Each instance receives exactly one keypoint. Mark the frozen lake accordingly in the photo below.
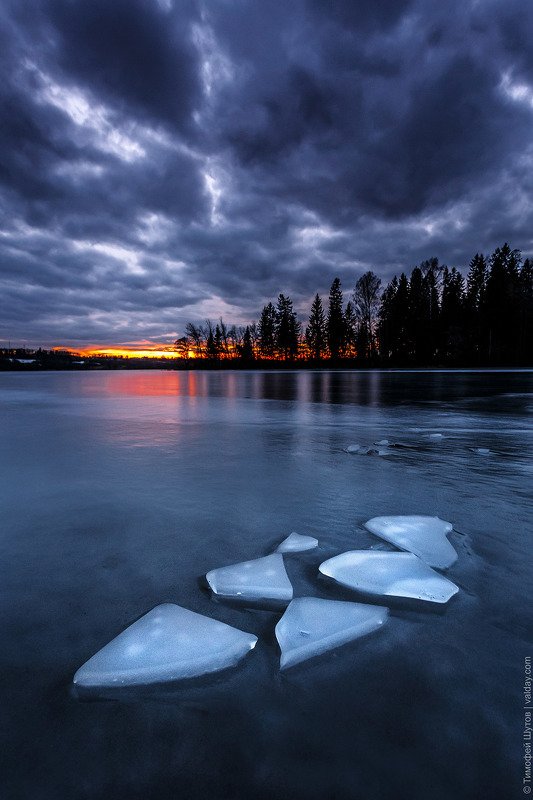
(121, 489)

---

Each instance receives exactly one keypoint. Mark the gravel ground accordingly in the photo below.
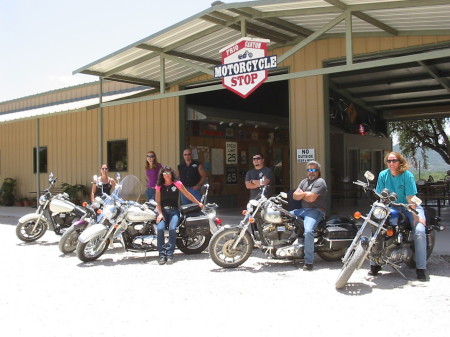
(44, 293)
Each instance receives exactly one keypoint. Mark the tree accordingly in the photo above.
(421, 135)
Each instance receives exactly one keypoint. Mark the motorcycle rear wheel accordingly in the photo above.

* * *

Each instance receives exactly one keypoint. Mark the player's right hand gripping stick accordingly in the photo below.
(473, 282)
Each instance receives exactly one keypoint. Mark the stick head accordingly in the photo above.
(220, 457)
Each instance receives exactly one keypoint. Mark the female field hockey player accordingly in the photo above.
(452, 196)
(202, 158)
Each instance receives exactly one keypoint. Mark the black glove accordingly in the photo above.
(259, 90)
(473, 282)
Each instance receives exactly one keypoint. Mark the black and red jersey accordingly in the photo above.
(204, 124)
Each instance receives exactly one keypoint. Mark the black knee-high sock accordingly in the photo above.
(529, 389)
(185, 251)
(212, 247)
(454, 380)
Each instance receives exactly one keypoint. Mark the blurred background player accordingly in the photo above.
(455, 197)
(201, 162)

WHAT IS BEING ASKED: Please rewrite the stretch of records from the line containing "Each instance receives exactly one keypoint. Mark the gravel" through the line containing "Each instance receives exactly one keypoint. Mark the motorcycle", substituting "lamppost" for "tree" and keeping everything else the same. Leave the pictures out of your answer.

THE COMPLETED TASK:
Each instance receives exactly one keypoint. Mark the gravel ground accordingly in the photo below.
(44, 293)
Each instance receives exactly one keypoint. Mark the lamppost accordingly in the photo above.
(421, 135)
Each instance receives exactly one keypoint. Mark the motorcycle rear wheel accordingly in the photo above.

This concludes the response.